* Source records *

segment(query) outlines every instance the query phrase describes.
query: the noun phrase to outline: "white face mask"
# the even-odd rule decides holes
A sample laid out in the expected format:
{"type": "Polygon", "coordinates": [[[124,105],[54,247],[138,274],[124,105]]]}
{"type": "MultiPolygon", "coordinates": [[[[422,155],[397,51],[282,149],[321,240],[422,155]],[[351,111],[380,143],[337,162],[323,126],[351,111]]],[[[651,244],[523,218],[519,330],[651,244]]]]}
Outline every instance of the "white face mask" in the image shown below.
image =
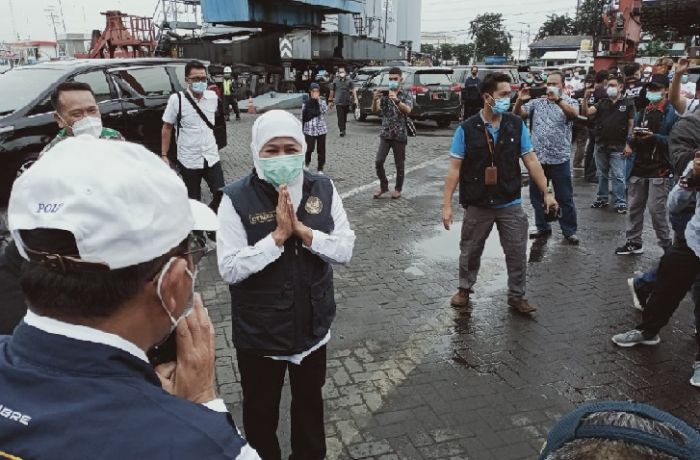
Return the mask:
{"type": "Polygon", "coordinates": [[[160,292],[161,285],[163,284],[163,277],[165,276],[165,273],[170,269],[170,266],[175,262],[179,257],[171,257],[170,260],[168,261],[167,264],[163,267],[163,270],[160,271],[160,276],[158,276],[158,284],[156,285],[156,294],[158,295],[158,298],[160,299],[160,305],[163,307],[163,310],[165,310],[165,313],[168,315],[168,318],[170,318],[170,332],[168,335],[165,337],[166,339],[170,334],[173,333],[177,325],[182,321],[183,318],[187,318],[192,314],[192,311],[194,310],[194,283],[197,278],[197,271],[195,270],[194,273],[190,271],[189,268],[185,268],[185,271],[189,275],[190,278],[192,278],[192,295],[190,296],[190,299],[187,301],[187,307],[185,307],[185,311],[182,312],[182,315],[180,315],[179,318],[175,319],[175,317],[170,313],[170,310],[168,310],[168,307],[165,305],[165,300],[163,300],[163,294],[160,292]]]}
{"type": "Polygon", "coordinates": [[[554,94],[555,97],[561,96],[561,88],[558,86],[548,86],[547,92],[554,94]]]}
{"type": "Polygon", "coordinates": [[[100,117],[83,117],[73,123],[71,126],[74,136],[82,136],[87,134],[94,138],[99,138],[102,135],[102,118],[100,117]]]}

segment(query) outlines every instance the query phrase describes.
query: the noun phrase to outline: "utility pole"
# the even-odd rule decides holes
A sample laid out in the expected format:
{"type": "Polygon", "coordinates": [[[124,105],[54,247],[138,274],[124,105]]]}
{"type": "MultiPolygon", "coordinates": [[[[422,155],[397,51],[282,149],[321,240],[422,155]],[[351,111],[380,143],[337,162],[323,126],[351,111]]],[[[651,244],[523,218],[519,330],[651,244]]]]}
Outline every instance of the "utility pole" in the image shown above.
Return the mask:
{"type": "Polygon", "coordinates": [[[66,15],[63,14],[63,2],[61,0],[58,0],[58,11],[61,13],[61,25],[63,26],[63,33],[67,33],[66,31],[66,15]]]}
{"type": "Polygon", "coordinates": [[[10,21],[12,21],[12,35],[19,40],[19,32],[17,32],[17,23],[15,22],[15,9],[12,7],[12,0],[10,2],[10,21]]]}
{"type": "Polygon", "coordinates": [[[386,45],[386,30],[389,26],[389,0],[384,0],[384,44],[386,45]]]}
{"type": "MultiPolygon", "coordinates": [[[[58,20],[58,15],[56,14],[56,10],[53,7],[46,8],[44,11],[48,15],[48,18],[51,20],[51,25],[53,26],[53,36],[56,39],[56,59],[58,59],[58,31],[56,30],[56,21],[58,20]]],[[[36,57],[37,60],[39,60],[39,56],[36,57]]]]}

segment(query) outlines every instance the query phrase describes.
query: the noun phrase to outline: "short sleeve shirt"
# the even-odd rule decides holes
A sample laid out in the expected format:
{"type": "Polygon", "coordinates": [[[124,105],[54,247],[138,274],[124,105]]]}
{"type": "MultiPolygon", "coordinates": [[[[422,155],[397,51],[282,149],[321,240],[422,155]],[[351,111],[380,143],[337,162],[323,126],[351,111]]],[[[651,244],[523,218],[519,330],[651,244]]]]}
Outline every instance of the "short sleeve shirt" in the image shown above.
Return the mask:
{"type": "MultiPolygon", "coordinates": [[[[189,90],[188,90],[189,92],[189,90]]],[[[190,93],[192,96],[192,93],[190,93]]],[[[202,110],[209,122],[216,123],[216,110],[219,98],[214,91],[206,90],[200,100],[192,99],[202,110]]],[[[216,145],[214,132],[209,129],[202,117],[199,116],[192,104],[182,94],[181,127],[177,135],[177,159],[187,169],[203,169],[204,161],[208,166],[219,162],[219,148],[216,145]]],[[[168,99],[168,105],[163,112],[163,121],[174,125],[177,129],[177,113],[180,110],[177,94],[168,99]]]]}
{"type": "Polygon", "coordinates": [[[350,77],[336,78],[333,81],[333,91],[335,91],[335,105],[350,105],[352,97],[350,93],[354,88],[354,84],[350,77]]]}
{"type": "MultiPolygon", "coordinates": [[[[569,96],[562,96],[562,99],[578,112],[578,101],[569,96]]],[[[533,99],[523,109],[532,120],[532,144],[540,163],[558,165],[568,161],[573,120],[547,98],[533,99]]]]}
{"type": "MultiPolygon", "coordinates": [[[[483,120],[483,117],[482,117],[483,120]]],[[[527,126],[525,126],[525,122],[522,122],[522,133],[520,135],[520,157],[524,157],[528,153],[532,152],[532,140],[530,138],[530,131],[528,131],[527,126]]],[[[498,142],[498,133],[500,131],[500,125],[498,128],[495,128],[491,123],[487,122],[484,120],[484,126],[486,126],[486,129],[489,130],[489,133],[493,137],[493,141],[498,142]]],[[[464,160],[466,157],[466,134],[464,133],[464,129],[462,126],[458,126],[457,129],[455,130],[455,134],[452,137],[452,147],[450,148],[450,156],[452,158],[456,158],[458,160],[464,160]]],[[[493,206],[496,209],[501,209],[501,208],[507,208],[509,206],[514,206],[517,204],[521,204],[522,200],[520,198],[511,201],[510,203],[505,203],[505,204],[500,204],[493,206]]]]}
{"type": "MultiPolygon", "coordinates": [[[[400,102],[413,108],[413,99],[403,91],[397,95],[400,102]]],[[[386,140],[407,142],[406,115],[398,108],[398,103],[394,103],[387,96],[382,96],[379,101],[382,112],[382,132],[379,137],[386,140]]]]}

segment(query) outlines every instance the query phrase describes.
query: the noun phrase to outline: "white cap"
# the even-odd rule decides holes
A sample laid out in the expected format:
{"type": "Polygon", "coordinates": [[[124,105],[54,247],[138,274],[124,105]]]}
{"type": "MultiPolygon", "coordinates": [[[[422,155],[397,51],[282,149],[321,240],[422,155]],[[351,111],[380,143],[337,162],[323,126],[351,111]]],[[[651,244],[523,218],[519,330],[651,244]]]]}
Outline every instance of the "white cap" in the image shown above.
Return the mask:
{"type": "Polygon", "coordinates": [[[90,136],[60,142],[18,178],[8,218],[25,259],[20,230],[65,230],[81,260],[111,270],[154,260],[192,230],[218,228],[216,214],[189,200],[182,180],[157,155],[90,136]]]}

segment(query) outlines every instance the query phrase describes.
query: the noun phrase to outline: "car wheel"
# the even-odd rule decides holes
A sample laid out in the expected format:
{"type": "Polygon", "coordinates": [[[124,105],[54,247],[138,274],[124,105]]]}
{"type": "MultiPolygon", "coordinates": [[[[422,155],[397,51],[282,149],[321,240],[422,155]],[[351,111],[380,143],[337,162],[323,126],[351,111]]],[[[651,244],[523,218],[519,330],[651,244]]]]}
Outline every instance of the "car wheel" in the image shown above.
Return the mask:
{"type": "Polygon", "coordinates": [[[440,119],[440,120],[435,120],[440,128],[449,128],[451,120],[449,119],[440,119]]]}

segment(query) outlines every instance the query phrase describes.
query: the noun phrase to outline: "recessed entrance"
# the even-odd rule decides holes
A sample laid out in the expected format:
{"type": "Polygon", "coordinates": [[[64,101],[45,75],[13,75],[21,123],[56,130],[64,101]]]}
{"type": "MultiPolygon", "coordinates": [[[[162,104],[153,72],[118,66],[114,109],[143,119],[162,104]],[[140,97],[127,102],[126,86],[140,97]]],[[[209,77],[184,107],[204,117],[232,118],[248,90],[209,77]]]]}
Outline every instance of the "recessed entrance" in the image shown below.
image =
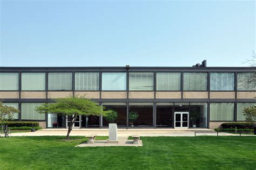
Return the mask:
{"type": "Polygon", "coordinates": [[[188,128],[188,112],[174,112],[174,128],[188,128]]]}

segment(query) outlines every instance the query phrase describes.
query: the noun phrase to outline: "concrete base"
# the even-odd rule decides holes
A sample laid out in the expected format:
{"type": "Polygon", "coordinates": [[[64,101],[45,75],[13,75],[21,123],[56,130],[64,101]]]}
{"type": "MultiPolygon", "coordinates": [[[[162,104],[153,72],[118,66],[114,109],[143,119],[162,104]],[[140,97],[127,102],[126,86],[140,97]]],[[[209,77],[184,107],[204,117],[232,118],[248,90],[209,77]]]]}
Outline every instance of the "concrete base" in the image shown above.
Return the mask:
{"type": "Polygon", "coordinates": [[[109,139],[107,139],[106,141],[106,144],[118,144],[118,140],[111,140],[109,139]]]}

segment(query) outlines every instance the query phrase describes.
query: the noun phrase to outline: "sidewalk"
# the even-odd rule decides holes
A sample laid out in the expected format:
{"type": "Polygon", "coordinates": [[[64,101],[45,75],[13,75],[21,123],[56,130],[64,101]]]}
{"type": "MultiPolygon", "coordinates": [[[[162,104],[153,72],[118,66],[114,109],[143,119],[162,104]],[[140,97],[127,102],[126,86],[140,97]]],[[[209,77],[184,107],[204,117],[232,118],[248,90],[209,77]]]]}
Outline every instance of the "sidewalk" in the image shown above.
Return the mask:
{"type": "MultiPolygon", "coordinates": [[[[141,137],[194,137],[195,130],[174,130],[174,129],[118,129],[118,137],[127,137],[132,134],[139,134],[141,137]]],[[[197,133],[199,135],[216,136],[217,133],[207,133],[214,132],[209,129],[197,129],[196,131],[203,131],[203,133],[197,133]]],[[[36,132],[15,133],[12,134],[13,137],[21,136],[65,136],[66,135],[68,129],[45,129],[38,130],[36,132]]],[[[71,136],[85,136],[90,134],[97,134],[98,136],[108,136],[108,129],[75,129],[70,133],[71,136]]],[[[219,136],[235,136],[239,134],[231,134],[228,133],[219,133],[219,136]]],[[[256,136],[252,135],[252,136],[256,136]]]]}

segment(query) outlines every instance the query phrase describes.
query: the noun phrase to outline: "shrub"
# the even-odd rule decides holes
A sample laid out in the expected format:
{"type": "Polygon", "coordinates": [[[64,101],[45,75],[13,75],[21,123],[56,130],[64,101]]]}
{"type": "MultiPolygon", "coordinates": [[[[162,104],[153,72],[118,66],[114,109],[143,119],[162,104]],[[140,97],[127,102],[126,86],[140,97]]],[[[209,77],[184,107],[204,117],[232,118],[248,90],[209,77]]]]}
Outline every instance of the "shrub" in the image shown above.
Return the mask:
{"type": "Polygon", "coordinates": [[[0,125],[7,125],[9,127],[39,127],[39,123],[33,121],[0,121],[0,125]]]}
{"type": "Polygon", "coordinates": [[[226,123],[221,124],[223,128],[252,128],[252,125],[247,123],[226,123]]]}
{"type": "MultiPolygon", "coordinates": [[[[22,127],[10,127],[10,129],[11,130],[30,130],[32,128],[32,127],[29,126],[22,126],[22,127]]],[[[41,127],[34,127],[36,130],[42,130],[41,127]]]]}

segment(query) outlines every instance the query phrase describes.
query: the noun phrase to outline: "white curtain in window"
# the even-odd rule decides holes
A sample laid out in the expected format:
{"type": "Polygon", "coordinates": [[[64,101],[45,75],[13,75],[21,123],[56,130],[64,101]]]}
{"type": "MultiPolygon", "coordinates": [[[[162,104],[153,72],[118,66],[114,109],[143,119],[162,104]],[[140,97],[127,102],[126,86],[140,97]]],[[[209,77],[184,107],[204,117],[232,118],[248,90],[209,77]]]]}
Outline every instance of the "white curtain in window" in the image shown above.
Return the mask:
{"type": "Polygon", "coordinates": [[[18,73],[0,73],[0,90],[19,90],[18,73]]]}
{"type": "Polygon", "coordinates": [[[48,90],[71,91],[72,73],[52,72],[48,73],[48,90]]]}
{"type": "Polygon", "coordinates": [[[180,91],[181,73],[157,72],[157,91],[180,91]]]}
{"type": "Polygon", "coordinates": [[[234,103],[211,103],[210,121],[234,121],[234,103]]]}
{"type": "Polygon", "coordinates": [[[130,72],[129,73],[129,90],[153,91],[154,73],[130,72]]]}
{"type": "Polygon", "coordinates": [[[99,73],[76,72],[75,82],[76,91],[98,91],[99,89],[99,73]]]}
{"type": "Polygon", "coordinates": [[[45,73],[22,73],[22,90],[45,90],[45,73]]]}

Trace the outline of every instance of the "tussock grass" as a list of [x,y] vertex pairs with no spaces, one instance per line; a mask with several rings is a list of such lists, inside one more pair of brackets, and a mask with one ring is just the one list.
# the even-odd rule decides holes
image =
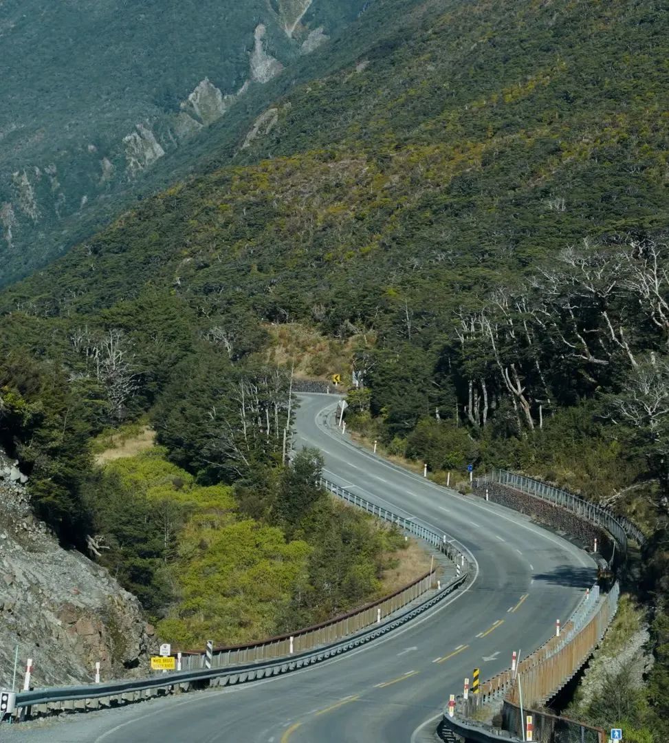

* Problem description *
Find every line of the listing that contains the word "concrete", matching case exactly, and copy each of those lines.

* Solution for this problem *
query: the noun phrase to outline: "concrete base"
Outline every instance of the "concrete base" in the image shown above.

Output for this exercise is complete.